→ **Exercise instructions**: Of the records that follow, copy only the lines from the line containing "Mark every instance of the range" to the line containing "Mark every instance of the kettle", both included, exactly as written.

→ **Given data**:
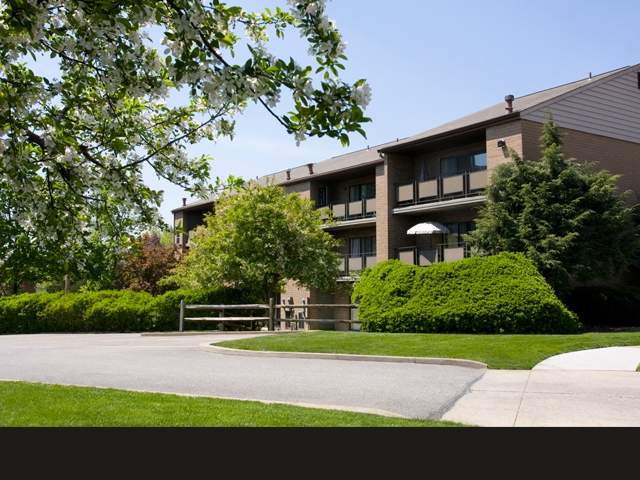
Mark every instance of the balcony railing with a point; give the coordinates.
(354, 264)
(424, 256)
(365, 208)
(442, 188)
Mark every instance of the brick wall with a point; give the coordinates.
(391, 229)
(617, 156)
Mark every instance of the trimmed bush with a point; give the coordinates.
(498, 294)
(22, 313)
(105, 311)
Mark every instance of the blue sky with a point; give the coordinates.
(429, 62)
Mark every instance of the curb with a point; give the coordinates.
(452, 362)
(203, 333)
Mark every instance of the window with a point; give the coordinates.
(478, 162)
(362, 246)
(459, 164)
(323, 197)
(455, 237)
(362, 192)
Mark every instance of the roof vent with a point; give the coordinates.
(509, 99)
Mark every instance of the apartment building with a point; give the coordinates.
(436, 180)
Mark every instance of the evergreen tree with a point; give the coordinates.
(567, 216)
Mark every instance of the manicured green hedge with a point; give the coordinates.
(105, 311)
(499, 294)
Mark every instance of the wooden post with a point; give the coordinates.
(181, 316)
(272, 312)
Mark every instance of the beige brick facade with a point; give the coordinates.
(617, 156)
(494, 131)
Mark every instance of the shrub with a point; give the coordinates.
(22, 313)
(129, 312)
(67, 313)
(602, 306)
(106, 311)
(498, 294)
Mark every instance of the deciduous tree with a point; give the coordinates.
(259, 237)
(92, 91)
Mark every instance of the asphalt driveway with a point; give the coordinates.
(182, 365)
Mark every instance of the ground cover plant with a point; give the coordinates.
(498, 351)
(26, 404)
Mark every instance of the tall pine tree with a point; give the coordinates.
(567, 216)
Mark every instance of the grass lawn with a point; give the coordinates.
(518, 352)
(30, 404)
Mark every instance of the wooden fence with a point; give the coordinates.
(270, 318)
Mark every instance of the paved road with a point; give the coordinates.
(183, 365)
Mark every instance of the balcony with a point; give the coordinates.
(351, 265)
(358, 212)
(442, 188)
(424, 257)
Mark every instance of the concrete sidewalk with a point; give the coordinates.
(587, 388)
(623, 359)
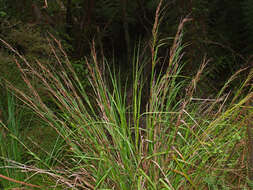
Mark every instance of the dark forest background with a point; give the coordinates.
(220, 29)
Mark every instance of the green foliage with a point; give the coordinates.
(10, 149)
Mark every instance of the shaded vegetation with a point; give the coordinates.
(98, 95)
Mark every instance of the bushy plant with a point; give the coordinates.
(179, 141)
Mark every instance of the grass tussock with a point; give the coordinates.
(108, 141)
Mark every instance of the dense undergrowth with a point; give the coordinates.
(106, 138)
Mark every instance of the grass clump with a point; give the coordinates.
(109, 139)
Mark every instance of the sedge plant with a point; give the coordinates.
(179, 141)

...

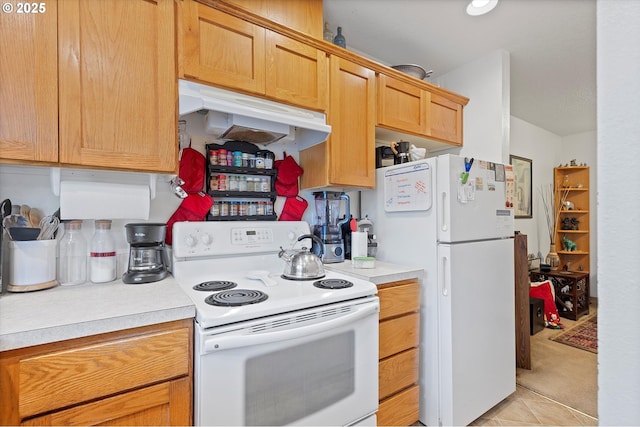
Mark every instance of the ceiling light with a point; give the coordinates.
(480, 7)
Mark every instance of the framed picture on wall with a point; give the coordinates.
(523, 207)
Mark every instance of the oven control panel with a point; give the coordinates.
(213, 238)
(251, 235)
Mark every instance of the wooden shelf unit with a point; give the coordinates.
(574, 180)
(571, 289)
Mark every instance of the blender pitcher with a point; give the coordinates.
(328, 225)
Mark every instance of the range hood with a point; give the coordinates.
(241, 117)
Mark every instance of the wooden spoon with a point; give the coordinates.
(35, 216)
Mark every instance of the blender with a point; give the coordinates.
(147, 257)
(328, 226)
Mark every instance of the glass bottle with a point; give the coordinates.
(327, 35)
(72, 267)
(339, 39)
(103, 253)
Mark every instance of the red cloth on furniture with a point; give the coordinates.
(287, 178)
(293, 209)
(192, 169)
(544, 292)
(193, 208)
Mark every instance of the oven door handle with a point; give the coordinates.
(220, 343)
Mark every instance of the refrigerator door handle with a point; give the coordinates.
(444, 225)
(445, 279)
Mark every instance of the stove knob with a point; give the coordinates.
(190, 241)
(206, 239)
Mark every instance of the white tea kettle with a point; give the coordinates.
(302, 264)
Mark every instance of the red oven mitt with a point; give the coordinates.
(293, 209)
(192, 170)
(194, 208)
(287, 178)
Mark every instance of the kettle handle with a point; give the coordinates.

...

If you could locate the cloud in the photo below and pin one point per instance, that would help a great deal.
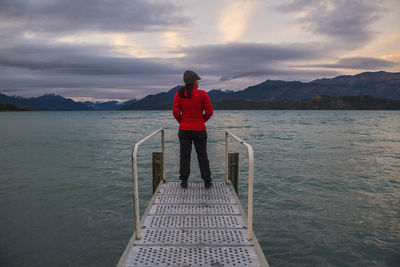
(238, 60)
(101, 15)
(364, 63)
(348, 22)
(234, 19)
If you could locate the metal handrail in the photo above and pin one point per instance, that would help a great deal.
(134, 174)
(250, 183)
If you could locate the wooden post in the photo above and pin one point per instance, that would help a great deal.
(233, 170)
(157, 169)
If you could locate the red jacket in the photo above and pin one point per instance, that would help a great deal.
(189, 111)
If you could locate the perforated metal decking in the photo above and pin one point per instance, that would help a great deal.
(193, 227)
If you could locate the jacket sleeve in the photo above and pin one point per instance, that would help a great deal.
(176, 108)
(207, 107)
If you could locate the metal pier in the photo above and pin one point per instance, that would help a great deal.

→ **Solution for this problem**:
Mark every instance of the range hood with a point; give the coordinates.
(241, 117)
Mark every instance of the wooden spoon with a point; give the coordinates.
(35, 216)
Mark every instance of the blender with a point; give the coordinates.
(147, 257)
(328, 226)
Mark every instance of the glass bottle with a point; give the coordinates.
(327, 35)
(72, 267)
(339, 39)
(103, 253)
Mark every instance of the red cloth on furniture with a point; give the coordinates.
(287, 178)
(293, 209)
(192, 169)
(544, 292)
(193, 208)
Mark every instance of the oven door handle with a point; give the coordinates.
(220, 343)
Mark every instance of the refrigerator door handle with a point; give the coordinates.
(444, 225)
(445, 279)
Mark every instance of the stove knob with a point; give the coordinates.
(190, 241)
(206, 239)
Mark every instance of the white tea kettle with a point; give the coordinates.
(302, 264)
Mark every instance of the red oven mitt with a point; give the coordinates.
(293, 209)
(192, 170)
(194, 208)
(287, 178)
Mark every instance of the kettle handle with a point; give the coordinates.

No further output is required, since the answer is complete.